EXERCISE BRIEF: Please write out every entry below, word for word.

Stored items
»»

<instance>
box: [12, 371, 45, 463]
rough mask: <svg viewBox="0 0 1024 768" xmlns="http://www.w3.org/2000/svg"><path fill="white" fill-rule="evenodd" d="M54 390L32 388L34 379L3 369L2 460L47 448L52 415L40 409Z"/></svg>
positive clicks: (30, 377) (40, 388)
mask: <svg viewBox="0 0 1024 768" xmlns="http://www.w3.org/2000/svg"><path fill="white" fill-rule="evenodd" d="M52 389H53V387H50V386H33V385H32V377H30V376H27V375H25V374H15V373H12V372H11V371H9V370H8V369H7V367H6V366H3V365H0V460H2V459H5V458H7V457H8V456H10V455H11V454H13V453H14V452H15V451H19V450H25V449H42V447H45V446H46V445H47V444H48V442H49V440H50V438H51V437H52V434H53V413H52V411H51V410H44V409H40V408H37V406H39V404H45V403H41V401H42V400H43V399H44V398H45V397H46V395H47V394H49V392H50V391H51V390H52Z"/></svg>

««

SOLUTION TO THIS EXERCISE:
<instance>
box: [12, 371, 45, 463]
rough mask: <svg viewBox="0 0 1024 768" xmlns="http://www.w3.org/2000/svg"><path fill="white" fill-rule="evenodd" d="M54 390L32 388L34 379L3 369L2 460L47 448L52 415L40 409Z"/></svg>
positive clicks: (30, 377) (40, 388)
mask: <svg viewBox="0 0 1024 768" xmlns="http://www.w3.org/2000/svg"><path fill="white" fill-rule="evenodd" d="M52 389H53V387H50V386H33V385H32V377H30V376H27V375H25V374H15V373H12V372H11V371H9V370H8V369H7V367H6V366H3V365H0V460H2V459H5V458H7V457H8V456H10V455H11V454H13V453H14V452H15V451H19V450H25V449H42V447H45V446H46V445H47V444H48V442H49V440H50V438H51V437H52V434H53V413H52V411H51V410H44V409H40V408H37V406H39V404H45V403H41V401H42V400H43V399H44V398H45V397H46V395H47V394H49V392H50V391H51V390H52Z"/></svg>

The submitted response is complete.